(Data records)
## Start
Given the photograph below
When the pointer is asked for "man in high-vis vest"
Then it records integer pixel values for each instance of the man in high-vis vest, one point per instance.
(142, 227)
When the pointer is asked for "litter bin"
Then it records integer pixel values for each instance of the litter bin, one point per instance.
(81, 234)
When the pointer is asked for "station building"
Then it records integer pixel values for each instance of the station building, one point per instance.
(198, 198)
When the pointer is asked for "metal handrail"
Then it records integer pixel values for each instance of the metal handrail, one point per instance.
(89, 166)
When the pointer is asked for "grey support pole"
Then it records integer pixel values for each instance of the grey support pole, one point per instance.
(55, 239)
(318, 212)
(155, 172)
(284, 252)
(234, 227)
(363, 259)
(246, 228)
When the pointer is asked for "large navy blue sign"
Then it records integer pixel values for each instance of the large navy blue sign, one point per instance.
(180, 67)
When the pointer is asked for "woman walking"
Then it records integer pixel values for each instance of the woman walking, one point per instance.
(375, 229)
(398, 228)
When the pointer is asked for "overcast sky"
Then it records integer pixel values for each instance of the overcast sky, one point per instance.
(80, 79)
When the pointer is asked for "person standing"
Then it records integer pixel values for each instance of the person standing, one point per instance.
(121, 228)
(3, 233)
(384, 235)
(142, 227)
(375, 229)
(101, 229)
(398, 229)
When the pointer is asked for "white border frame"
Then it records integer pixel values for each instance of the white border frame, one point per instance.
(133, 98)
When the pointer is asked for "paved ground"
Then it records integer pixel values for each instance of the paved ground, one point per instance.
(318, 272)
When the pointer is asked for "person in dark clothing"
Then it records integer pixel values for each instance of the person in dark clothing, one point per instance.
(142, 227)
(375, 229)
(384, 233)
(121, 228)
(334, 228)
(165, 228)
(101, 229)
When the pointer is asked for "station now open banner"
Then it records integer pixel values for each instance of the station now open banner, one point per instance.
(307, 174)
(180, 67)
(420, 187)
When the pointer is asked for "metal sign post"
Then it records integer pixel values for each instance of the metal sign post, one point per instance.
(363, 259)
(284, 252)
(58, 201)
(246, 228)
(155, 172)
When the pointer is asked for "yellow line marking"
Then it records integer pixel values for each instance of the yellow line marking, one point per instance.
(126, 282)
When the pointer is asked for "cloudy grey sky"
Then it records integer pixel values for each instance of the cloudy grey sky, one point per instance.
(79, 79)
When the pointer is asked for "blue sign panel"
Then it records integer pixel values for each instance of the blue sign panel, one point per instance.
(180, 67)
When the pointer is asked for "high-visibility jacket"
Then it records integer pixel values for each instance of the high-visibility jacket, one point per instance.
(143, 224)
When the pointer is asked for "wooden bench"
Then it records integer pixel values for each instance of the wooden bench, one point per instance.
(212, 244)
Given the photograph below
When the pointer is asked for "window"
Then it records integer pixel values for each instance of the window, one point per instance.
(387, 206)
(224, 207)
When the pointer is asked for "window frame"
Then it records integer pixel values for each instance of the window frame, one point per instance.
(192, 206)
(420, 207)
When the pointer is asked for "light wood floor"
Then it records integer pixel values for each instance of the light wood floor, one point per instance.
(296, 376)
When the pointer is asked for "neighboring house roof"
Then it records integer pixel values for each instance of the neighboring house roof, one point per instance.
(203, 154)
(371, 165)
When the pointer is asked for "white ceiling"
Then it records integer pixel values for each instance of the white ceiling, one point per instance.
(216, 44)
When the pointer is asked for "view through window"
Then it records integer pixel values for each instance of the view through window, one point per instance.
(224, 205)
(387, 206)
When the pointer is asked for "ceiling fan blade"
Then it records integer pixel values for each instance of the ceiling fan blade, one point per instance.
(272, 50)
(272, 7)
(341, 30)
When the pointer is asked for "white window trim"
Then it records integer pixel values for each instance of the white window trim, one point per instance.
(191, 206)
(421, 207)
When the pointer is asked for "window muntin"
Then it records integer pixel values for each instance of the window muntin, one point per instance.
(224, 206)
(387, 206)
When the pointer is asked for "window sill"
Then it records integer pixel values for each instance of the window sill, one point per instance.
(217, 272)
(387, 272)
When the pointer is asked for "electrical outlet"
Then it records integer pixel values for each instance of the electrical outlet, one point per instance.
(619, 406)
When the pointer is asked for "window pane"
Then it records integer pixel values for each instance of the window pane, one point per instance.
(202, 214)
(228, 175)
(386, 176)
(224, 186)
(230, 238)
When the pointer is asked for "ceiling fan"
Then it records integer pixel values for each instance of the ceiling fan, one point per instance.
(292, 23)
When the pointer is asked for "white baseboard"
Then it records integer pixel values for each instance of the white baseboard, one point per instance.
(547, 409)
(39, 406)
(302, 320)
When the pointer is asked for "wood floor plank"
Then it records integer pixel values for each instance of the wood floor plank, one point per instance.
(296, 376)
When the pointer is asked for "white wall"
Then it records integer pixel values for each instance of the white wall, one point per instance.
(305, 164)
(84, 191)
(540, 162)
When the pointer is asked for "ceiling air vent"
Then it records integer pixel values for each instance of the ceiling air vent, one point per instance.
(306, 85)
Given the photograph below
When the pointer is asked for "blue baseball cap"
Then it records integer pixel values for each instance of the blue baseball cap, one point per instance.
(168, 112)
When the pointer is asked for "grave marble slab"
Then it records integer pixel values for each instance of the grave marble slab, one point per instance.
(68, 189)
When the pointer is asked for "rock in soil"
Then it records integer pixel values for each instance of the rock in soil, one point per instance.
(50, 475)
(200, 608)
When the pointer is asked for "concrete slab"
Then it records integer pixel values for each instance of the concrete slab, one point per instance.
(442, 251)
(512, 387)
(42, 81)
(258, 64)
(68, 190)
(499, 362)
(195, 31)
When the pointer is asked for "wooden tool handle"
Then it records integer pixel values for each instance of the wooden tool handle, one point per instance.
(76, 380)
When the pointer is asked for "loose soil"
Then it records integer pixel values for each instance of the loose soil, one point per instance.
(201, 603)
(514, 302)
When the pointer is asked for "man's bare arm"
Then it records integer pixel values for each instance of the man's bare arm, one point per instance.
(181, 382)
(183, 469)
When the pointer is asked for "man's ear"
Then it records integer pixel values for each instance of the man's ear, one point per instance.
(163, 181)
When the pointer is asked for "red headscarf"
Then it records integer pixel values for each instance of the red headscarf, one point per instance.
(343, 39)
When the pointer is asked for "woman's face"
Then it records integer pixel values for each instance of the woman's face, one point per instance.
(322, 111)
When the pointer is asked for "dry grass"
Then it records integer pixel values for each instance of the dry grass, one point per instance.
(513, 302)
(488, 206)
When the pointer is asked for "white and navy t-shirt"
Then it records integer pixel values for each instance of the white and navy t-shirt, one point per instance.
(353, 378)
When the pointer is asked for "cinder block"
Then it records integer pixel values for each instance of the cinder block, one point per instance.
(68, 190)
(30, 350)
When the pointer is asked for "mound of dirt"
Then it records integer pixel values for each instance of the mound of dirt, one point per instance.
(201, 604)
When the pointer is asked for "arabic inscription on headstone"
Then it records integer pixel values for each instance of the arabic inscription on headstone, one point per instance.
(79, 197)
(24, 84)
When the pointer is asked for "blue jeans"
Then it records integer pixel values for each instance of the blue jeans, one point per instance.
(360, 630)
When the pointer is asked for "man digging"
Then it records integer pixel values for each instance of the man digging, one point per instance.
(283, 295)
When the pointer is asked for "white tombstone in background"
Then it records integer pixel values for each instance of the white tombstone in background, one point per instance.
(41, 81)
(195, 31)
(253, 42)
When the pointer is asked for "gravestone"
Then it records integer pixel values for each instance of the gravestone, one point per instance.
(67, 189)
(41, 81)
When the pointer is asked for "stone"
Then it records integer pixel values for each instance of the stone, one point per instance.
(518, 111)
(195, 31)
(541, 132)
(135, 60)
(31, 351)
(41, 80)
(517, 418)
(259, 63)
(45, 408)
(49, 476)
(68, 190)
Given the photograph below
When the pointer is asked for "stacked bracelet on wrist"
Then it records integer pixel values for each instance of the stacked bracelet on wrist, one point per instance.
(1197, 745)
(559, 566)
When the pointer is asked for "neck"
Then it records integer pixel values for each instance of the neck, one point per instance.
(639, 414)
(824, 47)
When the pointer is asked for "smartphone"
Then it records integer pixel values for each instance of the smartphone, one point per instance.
## End
● SHORT EXERCISE: Please count the lines in the rows above that contain the word "neighboring", treating uppercase and lowercase as different, and reply with the number alone.

● ANSWER BELOW: 2